| GIVEN INSTRUCTION |
Lay out everything from the line containing "instance of agricultural" down to the line containing "left=34, top=174, right=154, bottom=216", both included, as a Markdown table with the columns No. and Entry, numbering each row and leaving out blank lines.

| RECORD SET |
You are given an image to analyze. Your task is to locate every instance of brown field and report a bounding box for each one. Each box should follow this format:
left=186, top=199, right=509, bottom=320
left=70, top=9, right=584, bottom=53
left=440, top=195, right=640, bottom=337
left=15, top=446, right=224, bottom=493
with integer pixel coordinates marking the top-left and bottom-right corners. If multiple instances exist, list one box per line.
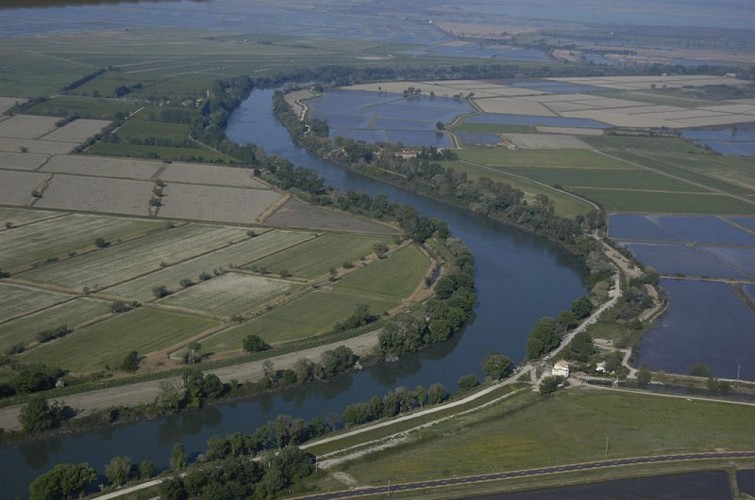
left=159, top=163, right=268, bottom=189
left=0, top=152, right=47, bottom=170
left=42, top=156, right=162, bottom=180
left=265, top=200, right=397, bottom=234
left=0, top=115, right=60, bottom=139
left=35, top=174, right=154, bottom=215
left=0, top=137, right=75, bottom=155
left=0, top=96, right=26, bottom=113
left=547, top=75, right=747, bottom=90
left=43, top=118, right=110, bottom=144
left=503, top=134, right=592, bottom=149
left=0, top=170, right=47, bottom=206
left=159, top=184, right=283, bottom=224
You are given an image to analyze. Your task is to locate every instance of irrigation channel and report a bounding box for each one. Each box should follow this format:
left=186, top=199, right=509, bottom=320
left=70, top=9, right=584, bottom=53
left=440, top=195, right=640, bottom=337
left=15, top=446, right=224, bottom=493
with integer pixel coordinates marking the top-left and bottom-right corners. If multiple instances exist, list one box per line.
left=0, top=90, right=586, bottom=498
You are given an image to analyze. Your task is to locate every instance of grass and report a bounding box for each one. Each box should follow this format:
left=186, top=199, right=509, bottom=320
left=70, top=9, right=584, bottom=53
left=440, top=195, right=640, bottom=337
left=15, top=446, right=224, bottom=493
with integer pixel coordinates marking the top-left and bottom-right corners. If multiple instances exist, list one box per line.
left=344, top=389, right=755, bottom=484
left=86, top=142, right=230, bottom=163
left=0, top=283, right=70, bottom=319
left=203, top=247, right=429, bottom=352
left=105, top=231, right=313, bottom=302
left=247, top=233, right=391, bottom=279
left=118, top=120, right=191, bottom=142
left=20, top=308, right=219, bottom=373
left=19, top=224, right=246, bottom=289
left=0, top=210, right=165, bottom=272
left=24, top=95, right=138, bottom=120
left=574, top=188, right=755, bottom=215
left=0, top=298, right=110, bottom=352
left=159, top=273, right=299, bottom=316
left=446, top=162, right=592, bottom=218
left=450, top=122, right=535, bottom=134
left=505, top=167, right=708, bottom=192
left=458, top=148, right=630, bottom=169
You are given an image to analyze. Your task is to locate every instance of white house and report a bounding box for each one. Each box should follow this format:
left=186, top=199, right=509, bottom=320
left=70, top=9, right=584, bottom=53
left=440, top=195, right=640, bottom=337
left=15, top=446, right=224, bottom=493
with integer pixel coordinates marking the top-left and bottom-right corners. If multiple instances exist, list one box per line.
left=552, top=359, right=569, bottom=377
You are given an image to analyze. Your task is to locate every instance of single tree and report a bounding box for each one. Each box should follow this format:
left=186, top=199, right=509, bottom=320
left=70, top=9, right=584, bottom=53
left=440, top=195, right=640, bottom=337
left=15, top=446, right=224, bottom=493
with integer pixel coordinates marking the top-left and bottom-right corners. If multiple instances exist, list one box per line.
left=482, top=352, right=514, bottom=380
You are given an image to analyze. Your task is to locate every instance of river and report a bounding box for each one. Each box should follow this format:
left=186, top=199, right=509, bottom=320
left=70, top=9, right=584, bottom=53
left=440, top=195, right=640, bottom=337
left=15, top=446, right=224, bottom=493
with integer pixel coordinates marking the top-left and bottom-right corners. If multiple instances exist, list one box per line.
left=0, top=90, right=585, bottom=498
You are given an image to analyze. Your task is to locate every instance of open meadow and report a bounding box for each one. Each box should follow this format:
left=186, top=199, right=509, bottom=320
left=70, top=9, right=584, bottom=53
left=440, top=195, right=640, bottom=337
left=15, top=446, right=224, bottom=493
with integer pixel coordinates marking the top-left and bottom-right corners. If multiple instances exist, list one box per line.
left=339, top=388, right=755, bottom=484
left=0, top=207, right=430, bottom=373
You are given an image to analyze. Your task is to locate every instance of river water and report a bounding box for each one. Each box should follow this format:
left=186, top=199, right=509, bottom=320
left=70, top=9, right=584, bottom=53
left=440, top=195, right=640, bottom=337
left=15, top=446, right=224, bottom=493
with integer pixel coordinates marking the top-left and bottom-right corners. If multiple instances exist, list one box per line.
left=0, top=90, right=585, bottom=498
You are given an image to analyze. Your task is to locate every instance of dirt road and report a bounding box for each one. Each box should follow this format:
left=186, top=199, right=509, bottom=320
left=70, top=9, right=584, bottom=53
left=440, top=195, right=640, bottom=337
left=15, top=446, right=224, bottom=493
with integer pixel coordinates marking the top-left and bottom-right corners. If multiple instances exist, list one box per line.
left=0, top=330, right=380, bottom=430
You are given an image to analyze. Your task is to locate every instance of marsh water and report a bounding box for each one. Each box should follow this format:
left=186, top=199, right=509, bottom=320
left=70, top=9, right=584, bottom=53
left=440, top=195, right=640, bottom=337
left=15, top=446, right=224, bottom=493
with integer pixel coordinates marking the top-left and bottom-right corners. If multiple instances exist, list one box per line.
left=0, top=90, right=585, bottom=498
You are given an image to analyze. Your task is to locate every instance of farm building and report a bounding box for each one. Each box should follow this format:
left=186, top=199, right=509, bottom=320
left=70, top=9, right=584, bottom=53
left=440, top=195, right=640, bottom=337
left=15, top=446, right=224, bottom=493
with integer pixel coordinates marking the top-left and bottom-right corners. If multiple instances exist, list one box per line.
left=552, top=359, right=569, bottom=377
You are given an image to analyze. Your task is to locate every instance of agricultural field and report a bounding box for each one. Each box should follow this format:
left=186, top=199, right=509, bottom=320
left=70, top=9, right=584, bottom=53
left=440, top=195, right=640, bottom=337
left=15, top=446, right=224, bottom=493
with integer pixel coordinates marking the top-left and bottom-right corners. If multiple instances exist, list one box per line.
left=0, top=170, right=47, bottom=206
left=0, top=115, right=58, bottom=139
left=157, top=272, right=301, bottom=317
left=0, top=151, right=48, bottom=170
left=87, top=142, right=229, bottom=163
left=203, top=247, right=429, bottom=352
left=247, top=233, right=391, bottom=279
left=117, top=120, right=191, bottom=143
left=265, top=198, right=399, bottom=234
left=19, top=308, right=220, bottom=373
left=42, top=155, right=164, bottom=181
left=18, top=224, right=248, bottom=290
left=159, top=163, right=268, bottom=189
left=0, top=211, right=165, bottom=273
left=42, top=118, right=110, bottom=144
left=24, top=95, right=138, bottom=121
left=104, top=230, right=315, bottom=302
left=339, top=388, right=753, bottom=484
left=0, top=283, right=70, bottom=320
left=0, top=298, right=111, bottom=352
left=34, top=174, right=154, bottom=216
left=159, top=184, right=283, bottom=224
left=637, top=279, right=755, bottom=380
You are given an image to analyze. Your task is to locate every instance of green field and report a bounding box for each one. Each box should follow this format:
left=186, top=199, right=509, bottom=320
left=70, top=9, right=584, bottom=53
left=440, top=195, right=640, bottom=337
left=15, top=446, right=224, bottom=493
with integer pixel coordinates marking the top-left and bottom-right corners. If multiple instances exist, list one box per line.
left=0, top=283, right=70, bottom=320
left=458, top=148, right=631, bottom=169
left=24, top=95, right=138, bottom=120
left=247, top=233, right=391, bottom=279
left=19, top=308, right=219, bottom=372
left=0, top=210, right=165, bottom=273
left=158, top=273, right=300, bottom=316
left=105, top=230, right=314, bottom=302
left=19, top=224, right=246, bottom=289
left=574, top=188, right=755, bottom=215
left=0, top=298, right=110, bottom=352
left=203, top=247, right=429, bottom=352
left=503, top=167, right=710, bottom=193
left=343, top=389, right=755, bottom=484
left=118, top=120, right=191, bottom=142
left=450, top=121, right=535, bottom=134
left=86, top=142, right=230, bottom=163
left=0, top=207, right=61, bottom=228
left=445, top=162, right=592, bottom=217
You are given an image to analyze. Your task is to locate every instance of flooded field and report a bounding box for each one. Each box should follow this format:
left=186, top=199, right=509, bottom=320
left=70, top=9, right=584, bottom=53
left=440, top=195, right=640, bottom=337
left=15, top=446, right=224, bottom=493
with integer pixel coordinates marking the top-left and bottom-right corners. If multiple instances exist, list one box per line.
left=682, top=125, right=755, bottom=156
left=307, top=90, right=473, bottom=147
left=635, top=279, right=755, bottom=380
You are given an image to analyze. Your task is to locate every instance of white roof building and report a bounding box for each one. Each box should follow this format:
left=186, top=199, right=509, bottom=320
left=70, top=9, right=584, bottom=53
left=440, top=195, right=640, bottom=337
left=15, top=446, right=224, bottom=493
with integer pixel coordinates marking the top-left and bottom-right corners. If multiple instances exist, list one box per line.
left=552, top=359, right=569, bottom=377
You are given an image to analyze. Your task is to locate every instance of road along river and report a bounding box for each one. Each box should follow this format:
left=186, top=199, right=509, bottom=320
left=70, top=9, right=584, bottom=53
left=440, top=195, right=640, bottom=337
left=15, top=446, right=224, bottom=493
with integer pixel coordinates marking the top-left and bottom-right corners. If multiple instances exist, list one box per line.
left=0, top=90, right=585, bottom=498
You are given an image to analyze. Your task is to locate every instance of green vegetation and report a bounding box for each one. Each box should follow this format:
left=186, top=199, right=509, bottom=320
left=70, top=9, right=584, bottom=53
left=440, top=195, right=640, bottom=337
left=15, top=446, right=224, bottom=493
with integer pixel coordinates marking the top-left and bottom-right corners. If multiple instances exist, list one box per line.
left=246, top=233, right=390, bottom=279
left=0, top=298, right=110, bottom=352
left=24, top=308, right=218, bottom=372
left=24, top=95, right=138, bottom=120
left=344, top=389, right=753, bottom=484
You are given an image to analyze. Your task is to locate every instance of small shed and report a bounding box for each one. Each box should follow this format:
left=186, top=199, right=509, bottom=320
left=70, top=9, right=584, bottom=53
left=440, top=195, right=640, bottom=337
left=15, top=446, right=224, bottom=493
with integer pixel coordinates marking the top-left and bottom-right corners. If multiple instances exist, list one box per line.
left=553, top=359, right=569, bottom=377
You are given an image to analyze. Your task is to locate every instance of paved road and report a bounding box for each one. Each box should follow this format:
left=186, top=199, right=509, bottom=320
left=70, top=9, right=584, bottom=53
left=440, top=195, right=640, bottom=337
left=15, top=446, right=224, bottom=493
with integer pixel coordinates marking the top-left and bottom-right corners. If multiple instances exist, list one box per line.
left=300, top=451, right=755, bottom=500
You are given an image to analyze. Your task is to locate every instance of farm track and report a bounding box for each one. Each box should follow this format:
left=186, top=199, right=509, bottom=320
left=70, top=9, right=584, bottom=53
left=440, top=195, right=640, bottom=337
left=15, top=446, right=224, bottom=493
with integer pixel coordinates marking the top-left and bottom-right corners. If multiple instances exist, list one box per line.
left=593, top=149, right=755, bottom=205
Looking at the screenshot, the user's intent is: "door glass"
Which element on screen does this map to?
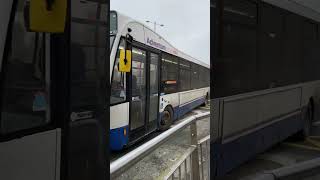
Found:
[130,48,146,130]
[149,53,159,124]
[0,0,49,134]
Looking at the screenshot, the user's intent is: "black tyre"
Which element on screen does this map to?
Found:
[159,107,173,131]
[202,94,210,106]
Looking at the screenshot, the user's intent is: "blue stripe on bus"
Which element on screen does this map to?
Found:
[159,97,206,121]
[110,126,129,151]
[210,114,303,177]
[175,97,206,118]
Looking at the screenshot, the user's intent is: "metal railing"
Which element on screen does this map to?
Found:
[164,135,210,180]
[110,112,210,180]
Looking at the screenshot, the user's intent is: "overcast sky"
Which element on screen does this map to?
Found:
[110,0,210,64]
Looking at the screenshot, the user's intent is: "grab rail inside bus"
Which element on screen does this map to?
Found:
[110,112,210,177]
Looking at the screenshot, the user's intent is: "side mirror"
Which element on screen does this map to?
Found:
[119,49,131,72]
[25,0,67,33]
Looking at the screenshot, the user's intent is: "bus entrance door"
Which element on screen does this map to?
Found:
[129,47,159,142]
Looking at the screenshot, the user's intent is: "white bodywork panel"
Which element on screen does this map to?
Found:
[0,0,12,69]
[0,129,61,180]
[110,102,129,129]
[180,88,209,105]
[220,81,320,139]
[263,0,320,22]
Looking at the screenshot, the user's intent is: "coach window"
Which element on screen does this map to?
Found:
[0,0,49,134]
[179,59,191,91]
[70,1,109,112]
[191,63,199,89]
[110,39,127,104]
[161,54,179,94]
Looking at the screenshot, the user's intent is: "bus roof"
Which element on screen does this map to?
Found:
[262,0,320,22]
[112,10,210,68]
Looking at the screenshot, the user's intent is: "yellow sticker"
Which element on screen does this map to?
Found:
[119,50,131,72]
[29,0,67,33]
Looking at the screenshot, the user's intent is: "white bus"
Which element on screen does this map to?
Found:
[110,11,209,150]
[210,0,320,176]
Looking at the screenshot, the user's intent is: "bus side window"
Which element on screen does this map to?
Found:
[0,0,48,134]
[110,39,127,104]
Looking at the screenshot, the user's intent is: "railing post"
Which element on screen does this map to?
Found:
[190,121,200,180]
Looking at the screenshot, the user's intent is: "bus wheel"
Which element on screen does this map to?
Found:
[159,107,173,131]
[202,93,209,107]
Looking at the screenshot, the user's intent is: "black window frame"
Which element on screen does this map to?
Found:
[160,51,180,94]
[0,1,55,142]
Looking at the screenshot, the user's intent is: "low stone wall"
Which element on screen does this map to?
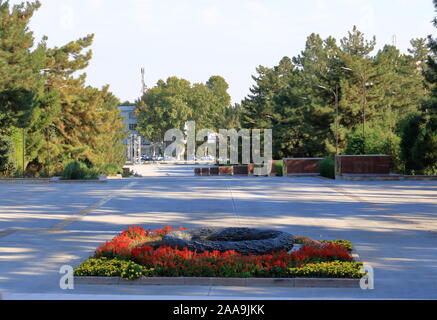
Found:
[283,158,323,176]
[335,155,391,177]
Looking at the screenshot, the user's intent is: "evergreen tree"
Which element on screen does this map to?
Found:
[402,0,437,174]
[0,0,44,134]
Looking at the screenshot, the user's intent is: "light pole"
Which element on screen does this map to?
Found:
[22,128,26,179]
[317,84,339,156]
[341,67,371,155]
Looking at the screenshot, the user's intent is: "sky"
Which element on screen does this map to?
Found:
[10,0,436,103]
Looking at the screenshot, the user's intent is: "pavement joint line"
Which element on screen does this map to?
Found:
[0,229,17,239]
[225,180,241,227]
[47,182,138,232]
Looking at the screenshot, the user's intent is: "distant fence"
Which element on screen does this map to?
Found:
[284,158,323,176]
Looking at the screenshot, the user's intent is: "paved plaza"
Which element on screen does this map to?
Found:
[0,166,437,299]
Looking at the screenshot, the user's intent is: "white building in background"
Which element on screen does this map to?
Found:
[119,106,151,163]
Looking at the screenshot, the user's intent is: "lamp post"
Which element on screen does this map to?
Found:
[22,128,26,179]
[317,84,339,156]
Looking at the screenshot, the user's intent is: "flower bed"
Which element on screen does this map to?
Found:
[74,227,364,279]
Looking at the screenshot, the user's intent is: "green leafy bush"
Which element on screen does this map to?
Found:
[289,261,365,279]
[101,163,123,176]
[74,257,154,280]
[319,158,335,179]
[273,160,284,177]
[61,161,99,180]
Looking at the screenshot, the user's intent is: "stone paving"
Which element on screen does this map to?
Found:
[0,166,437,299]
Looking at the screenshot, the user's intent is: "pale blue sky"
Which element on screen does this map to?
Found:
[12,0,435,102]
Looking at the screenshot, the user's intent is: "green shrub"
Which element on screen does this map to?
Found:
[101,163,123,176]
[61,161,99,180]
[289,261,365,279]
[273,160,284,177]
[319,158,335,179]
[74,257,154,280]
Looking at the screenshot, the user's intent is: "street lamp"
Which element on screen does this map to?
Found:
[317,84,339,156]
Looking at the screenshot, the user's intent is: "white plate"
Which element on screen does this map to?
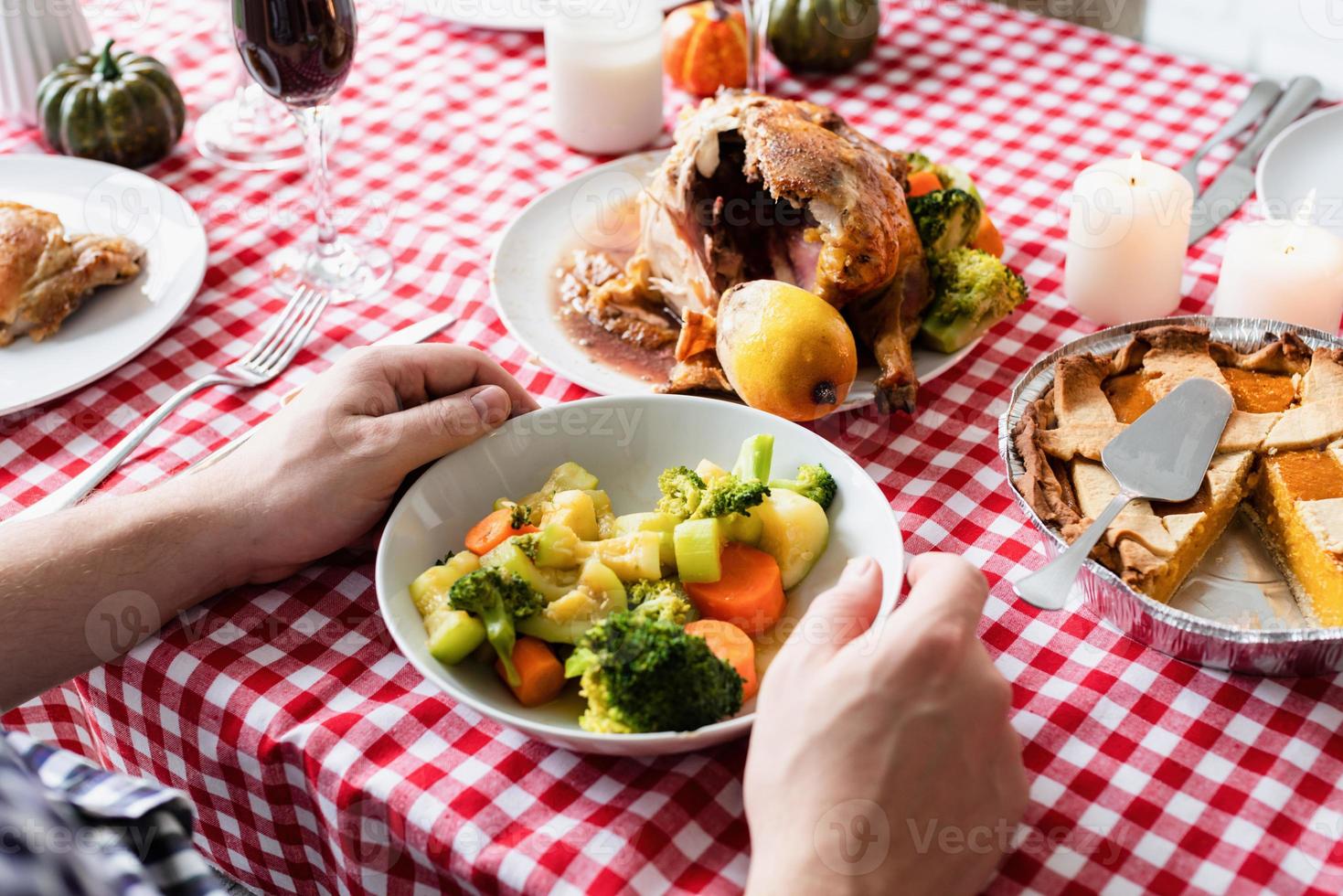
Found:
[0,155,209,415]
[376,395,904,756]
[490,151,982,410]
[407,0,687,31]
[1254,106,1343,237]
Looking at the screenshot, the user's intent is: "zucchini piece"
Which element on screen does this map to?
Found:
[673,517,722,581]
[410,550,481,627]
[584,489,615,539]
[481,539,570,601]
[615,512,681,568]
[424,609,485,667]
[751,489,830,590]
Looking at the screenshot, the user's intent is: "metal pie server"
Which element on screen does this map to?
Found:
[1013,379,1231,610]
[1188,77,1320,246]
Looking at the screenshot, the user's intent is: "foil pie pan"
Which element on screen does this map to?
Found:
[997,315,1343,676]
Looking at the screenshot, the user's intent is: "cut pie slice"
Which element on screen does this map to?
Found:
[1251,450,1343,626]
[1014,326,1343,624]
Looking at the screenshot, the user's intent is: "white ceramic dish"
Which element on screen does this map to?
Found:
[490,151,979,410]
[1254,106,1343,237]
[0,155,209,415]
[376,395,904,756]
[406,0,687,31]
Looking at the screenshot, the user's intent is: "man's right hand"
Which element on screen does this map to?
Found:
[745,553,1028,896]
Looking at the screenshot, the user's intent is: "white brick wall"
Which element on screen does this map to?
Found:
[1145,0,1343,100]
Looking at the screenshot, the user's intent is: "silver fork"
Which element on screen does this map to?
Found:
[6,286,330,521]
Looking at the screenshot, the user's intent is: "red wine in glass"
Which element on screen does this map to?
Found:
[232,0,392,301]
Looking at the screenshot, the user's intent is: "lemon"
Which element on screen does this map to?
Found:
[717,280,858,421]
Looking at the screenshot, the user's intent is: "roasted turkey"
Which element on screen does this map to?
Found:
[635,91,930,410]
[0,201,145,348]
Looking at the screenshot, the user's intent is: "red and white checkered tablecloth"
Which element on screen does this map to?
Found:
[0,0,1343,893]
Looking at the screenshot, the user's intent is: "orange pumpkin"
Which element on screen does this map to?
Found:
[662,0,747,97]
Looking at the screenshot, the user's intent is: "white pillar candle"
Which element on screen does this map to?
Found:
[1063,153,1194,324]
[545,0,662,155]
[1213,220,1343,333]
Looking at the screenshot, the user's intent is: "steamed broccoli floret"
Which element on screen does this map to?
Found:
[564,613,741,733]
[658,466,708,520]
[920,249,1028,352]
[770,464,839,510]
[690,475,770,520]
[910,187,985,255]
[627,579,699,626]
[905,152,983,203]
[732,432,773,481]
[509,504,532,529]
[447,568,545,685]
[658,466,770,520]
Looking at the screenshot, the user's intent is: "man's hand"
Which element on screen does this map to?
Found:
[745,553,1026,896]
[0,346,536,710]
[195,346,538,581]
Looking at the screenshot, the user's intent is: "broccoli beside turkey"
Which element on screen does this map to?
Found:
[910,187,985,255]
[919,249,1026,353]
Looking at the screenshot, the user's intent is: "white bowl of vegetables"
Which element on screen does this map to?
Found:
[376,395,904,756]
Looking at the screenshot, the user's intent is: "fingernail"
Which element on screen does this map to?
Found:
[472,386,512,427]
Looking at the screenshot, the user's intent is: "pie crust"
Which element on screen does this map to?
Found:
[1013,325,1343,624]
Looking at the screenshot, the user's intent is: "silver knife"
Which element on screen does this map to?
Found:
[1188,77,1320,246]
[186,312,461,473]
[1179,80,1283,195]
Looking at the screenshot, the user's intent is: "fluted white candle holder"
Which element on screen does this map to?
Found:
[0,0,92,126]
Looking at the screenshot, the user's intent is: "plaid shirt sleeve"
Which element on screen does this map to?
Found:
[0,731,224,896]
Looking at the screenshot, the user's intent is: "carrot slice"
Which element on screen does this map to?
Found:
[970,212,1005,258]
[905,171,942,198]
[685,619,760,699]
[684,541,787,635]
[466,507,538,556]
[495,635,564,707]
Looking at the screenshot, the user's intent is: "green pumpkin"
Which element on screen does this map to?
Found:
[37,40,187,168]
[770,0,881,71]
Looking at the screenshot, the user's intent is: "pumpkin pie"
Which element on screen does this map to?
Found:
[1013,325,1343,626]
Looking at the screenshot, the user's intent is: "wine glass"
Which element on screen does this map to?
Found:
[195,0,304,171]
[234,0,392,301]
[741,0,770,92]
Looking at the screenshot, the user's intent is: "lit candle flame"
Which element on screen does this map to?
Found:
[1283,187,1316,255]
[1128,152,1143,187]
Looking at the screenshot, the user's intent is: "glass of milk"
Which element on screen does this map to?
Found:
[545,0,662,155]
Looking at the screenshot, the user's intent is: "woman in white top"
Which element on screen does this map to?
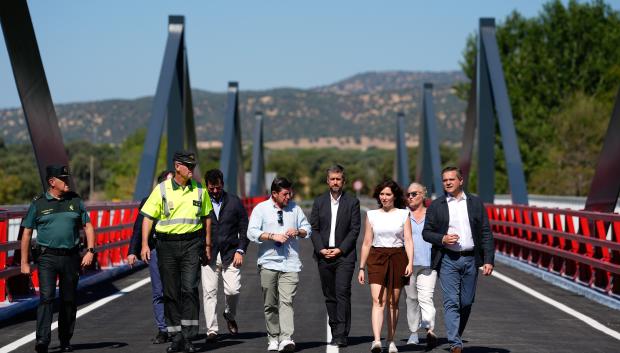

| COMPLETE ANSWER |
| No. | Entry |
|---|---|
| 1 | You are given an image to analyze. Your task is to locate every instance of agricultural field and report a bounding box for each one. Each box should follow this format: |
| 2 | left=186, top=199, right=509, bottom=320 |
| 3 | left=70, top=9, right=584, bottom=53 |
| 4 | left=440, top=195, right=640, bottom=337 |
| 5 | left=15, top=446, right=224, bottom=493 |
| 6 | with integer pixel coordinates marking the top-left and bottom-right corners. If multiple instances exist, list one box per line. |
| 7 | left=0, top=170, right=47, bottom=206 |
| 8 | left=0, top=115, right=58, bottom=139 |
| 9 | left=157, top=272, right=301, bottom=317 |
| 10 | left=0, top=151, right=48, bottom=170 |
| 11 | left=87, top=142, right=229, bottom=163 |
| 12 | left=203, top=247, right=429, bottom=352 |
| 13 | left=247, top=233, right=391, bottom=279 |
| 14 | left=117, top=120, right=191, bottom=143 |
| 15 | left=265, top=198, right=399, bottom=234 |
| 16 | left=19, top=308, right=220, bottom=373 |
| 17 | left=42, top=155, right=164, bottom=181 |
| 18 | left=18, top=224, right=248, bottom=290 |
| 19 | left=159, top=163, right=268, bottom=189 |
| 20 | left=0, top=211, right=165, bottom=273 |
| 21 | left=42, top=118, right=110, bottom=144 |
| 22 | left=24, top=95, right=138, bottom=121 |
| 23 | left=104, top=230, right=315, bottom=302 |
| 24 | left=339, top=388, right=753, bottom=484 |
| 25 | left=0, top=283, right=70, bottom=320 |
| 26 | left=0, top=298, right=111, bottom=352 |
| 27 | left=34, top=174, right=154, bottom=216 |